If you plan to use wood in your aquascape you cannot simply put it in your tank without preparation. If you do so and fill up the tank with water, the wood will most likely start floating and potentially even take other parts of the scape with it.

Once this has happened it is very hard to fix, so avoid making the mistakes we made in the beginning of our aquascaping career.


First, you need to make sure to only use dried wood in your aquarium build instead of freshly chopped twigs or tree branches. This has to do with the sap of the tree, which would be toxic for the aquatic animals in your tank. Once the wood is dried, the sap has also dried out and isn't dangerous anymore.

If you are new to the hobby, we recommend to buy wood from a local or online fish store to make sure it is aquarium safe. You can look for keywords like aquarium wood, scaping root or driftwood to find the right wood for your needs.


Preparing the wood for an aquarium can be done in two ways:

1.) using dry wood and fixating it to the bottom with silicon, glue or rocks so it doesn't float or 2.) pre-soak the dry wood for about a week, so it doesn't float

Before using either method it is best to first rinse off the wood under running water to remove any dirt, which could later cloud your water - but you can also skip this step

Dry wood

It is perfectly fine to use dry wood in your aquascape. This method lets you get started more quickly and takes away the hassle of pre-soaking the wood and blocking the bathtub or another container for a week.

---

Activity 1 —
Name every search keyword that the passage on preparing aquarium wood suggests for finding suitable wood.
Activity 2 —
In the passage on preparing aquarium wood, how long should dry wood be pre-soaked so it doesn't float?
Activity 3 —
Resume the passage on preparing aquarium wood, picking up right after its final sentence.

---

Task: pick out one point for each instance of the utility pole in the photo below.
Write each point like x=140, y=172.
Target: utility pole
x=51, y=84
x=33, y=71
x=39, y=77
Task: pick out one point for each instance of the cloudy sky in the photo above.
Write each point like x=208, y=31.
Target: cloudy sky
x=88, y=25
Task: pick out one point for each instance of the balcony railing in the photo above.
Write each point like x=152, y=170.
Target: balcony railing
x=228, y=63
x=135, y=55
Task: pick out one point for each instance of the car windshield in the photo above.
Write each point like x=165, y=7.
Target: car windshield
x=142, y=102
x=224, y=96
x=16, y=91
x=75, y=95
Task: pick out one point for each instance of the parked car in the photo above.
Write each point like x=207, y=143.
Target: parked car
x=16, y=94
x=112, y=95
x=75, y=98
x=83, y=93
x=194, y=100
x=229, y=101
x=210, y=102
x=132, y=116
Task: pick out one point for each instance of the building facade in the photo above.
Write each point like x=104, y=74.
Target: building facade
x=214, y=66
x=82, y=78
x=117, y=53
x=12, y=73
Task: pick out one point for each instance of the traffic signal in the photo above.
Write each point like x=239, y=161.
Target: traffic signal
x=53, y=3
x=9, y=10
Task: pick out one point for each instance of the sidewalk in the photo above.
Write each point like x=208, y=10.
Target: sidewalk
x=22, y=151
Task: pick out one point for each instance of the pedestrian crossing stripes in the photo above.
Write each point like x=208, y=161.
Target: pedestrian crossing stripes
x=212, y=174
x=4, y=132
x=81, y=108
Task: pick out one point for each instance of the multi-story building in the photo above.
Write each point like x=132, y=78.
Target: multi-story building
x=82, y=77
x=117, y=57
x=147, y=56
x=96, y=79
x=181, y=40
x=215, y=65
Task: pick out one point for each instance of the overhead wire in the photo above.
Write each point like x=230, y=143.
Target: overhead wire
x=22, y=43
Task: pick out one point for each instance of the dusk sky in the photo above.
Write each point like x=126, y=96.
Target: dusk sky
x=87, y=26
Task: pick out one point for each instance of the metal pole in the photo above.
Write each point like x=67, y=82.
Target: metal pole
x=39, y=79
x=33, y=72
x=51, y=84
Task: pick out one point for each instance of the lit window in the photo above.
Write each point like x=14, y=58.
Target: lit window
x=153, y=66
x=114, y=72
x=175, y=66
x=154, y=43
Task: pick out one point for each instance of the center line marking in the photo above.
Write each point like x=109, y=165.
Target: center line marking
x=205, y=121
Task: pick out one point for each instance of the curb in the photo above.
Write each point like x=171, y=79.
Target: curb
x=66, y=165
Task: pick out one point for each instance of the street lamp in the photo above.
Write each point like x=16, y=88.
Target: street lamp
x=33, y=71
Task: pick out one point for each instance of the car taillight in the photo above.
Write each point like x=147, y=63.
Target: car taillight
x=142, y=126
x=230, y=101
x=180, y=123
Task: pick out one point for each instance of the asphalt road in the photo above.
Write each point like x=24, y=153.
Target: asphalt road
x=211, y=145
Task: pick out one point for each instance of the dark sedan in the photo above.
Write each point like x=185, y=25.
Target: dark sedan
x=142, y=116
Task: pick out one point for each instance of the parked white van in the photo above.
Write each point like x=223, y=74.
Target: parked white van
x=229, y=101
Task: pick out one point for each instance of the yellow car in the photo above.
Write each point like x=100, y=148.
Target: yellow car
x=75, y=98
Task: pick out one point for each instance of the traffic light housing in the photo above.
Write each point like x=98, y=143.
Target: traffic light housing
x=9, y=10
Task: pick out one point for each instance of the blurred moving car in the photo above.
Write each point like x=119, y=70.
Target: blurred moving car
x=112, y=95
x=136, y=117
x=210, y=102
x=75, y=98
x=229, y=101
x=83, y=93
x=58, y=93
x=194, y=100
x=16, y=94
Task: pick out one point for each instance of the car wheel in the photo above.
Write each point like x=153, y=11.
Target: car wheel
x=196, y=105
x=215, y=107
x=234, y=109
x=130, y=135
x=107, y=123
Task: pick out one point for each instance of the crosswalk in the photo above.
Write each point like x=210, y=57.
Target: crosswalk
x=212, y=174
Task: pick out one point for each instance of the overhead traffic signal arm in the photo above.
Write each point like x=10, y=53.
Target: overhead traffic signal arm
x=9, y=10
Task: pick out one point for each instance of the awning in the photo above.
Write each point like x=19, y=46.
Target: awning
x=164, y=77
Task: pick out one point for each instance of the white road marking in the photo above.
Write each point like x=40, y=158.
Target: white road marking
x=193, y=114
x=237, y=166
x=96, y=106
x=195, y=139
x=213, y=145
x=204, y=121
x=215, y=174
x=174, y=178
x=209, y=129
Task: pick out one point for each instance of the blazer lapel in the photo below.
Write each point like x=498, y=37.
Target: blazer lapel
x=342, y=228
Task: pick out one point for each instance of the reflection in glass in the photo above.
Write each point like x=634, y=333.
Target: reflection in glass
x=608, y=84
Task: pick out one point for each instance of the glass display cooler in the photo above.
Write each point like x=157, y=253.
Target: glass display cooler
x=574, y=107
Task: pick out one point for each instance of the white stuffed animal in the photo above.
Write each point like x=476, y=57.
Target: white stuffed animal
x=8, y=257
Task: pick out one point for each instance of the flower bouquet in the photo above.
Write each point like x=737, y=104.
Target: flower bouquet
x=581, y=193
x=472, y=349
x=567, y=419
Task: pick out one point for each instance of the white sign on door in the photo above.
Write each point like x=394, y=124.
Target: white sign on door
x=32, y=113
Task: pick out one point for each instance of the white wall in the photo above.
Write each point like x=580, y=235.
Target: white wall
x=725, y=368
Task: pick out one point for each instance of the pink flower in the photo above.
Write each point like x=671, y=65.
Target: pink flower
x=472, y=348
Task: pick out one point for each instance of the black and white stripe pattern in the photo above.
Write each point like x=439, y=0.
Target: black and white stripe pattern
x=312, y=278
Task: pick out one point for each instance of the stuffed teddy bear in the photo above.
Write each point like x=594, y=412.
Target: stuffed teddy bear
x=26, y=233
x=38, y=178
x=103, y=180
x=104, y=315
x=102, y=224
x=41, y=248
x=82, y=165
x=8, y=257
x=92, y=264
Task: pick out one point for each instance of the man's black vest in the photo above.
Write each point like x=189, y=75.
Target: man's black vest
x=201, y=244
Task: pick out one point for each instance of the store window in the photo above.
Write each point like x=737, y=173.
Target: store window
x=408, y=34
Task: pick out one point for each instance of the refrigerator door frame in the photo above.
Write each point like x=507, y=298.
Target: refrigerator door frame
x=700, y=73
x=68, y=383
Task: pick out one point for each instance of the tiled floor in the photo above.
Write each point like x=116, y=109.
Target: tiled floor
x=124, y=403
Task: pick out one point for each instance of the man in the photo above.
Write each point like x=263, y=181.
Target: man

---

Answer box 1 —
aquarium wood, scaping root, driftwood

Answer box 2 —
About a week.

Answer box 3 —
The downside of this method is that it's a bit more trickier to work with dry wood compared to using soaked wood. Dry wood needs to be fixated either to an aquarium panel or something heavy to keep it from floating.

Beginners and more experienced aquatic enthusiasts often experience dry wood floating in the tank, due to insufficient fixation.

In order to fixate the wood to the aquarium panels or rocks, you can use silicon (needs to dry for at least 24 hours), superglue in combination with cotton or cable ties.

Make sure the glue or silicon has completely dried before filling the tank. You can also try to carefully lift the wood to test its properly attached and only then proceed to pour water into the aquarium.

Pre-soaked wood

In case you don't want to fixate you wood to the aquarium glass or something heavy, it is best to pre-soak it.

Depending on the size of the wood, this can either be done in a container, tub or bathtub.

Please note, when pre-soaking wood, it will take at least a week of time to be properly soaked and not float anymore.

Three pieces of spider-/fingerwood before being pre-soaked Three pieces of spider-/fingerwood before being pre-soaked

The pieces in the picture above where too big for a container and the aquarium tank was not available. So, the wood was pre-soaked in the bathtub and weighted down with big chunks of rock. Make sure the rocks are placed safely on the wood, neither damaging the wood nor the bathtub.

Spider-/ finger wood weighted down with black lava rock Spider-/ finger wood weighted down with black lava rock

After 2 days of soaking the wood, the water in the bathtub changed from clear to mucky, slimy brown.

Two days of pre-soaking wood Two days of pre-soaking wood

After 5 days we lifted one of the rocks the see if the wood would stay beneath the surface. The wood didn't float to the surface or move at all. This was the sign that pre-soaking was successful and the wood was ready for scaping.

The bathtub was very dirty and slimy after the pre-soak and needed a thorough clean to be reused for its actual purpose.

Successful pre-soak of wood. Successful pre-soak of wood.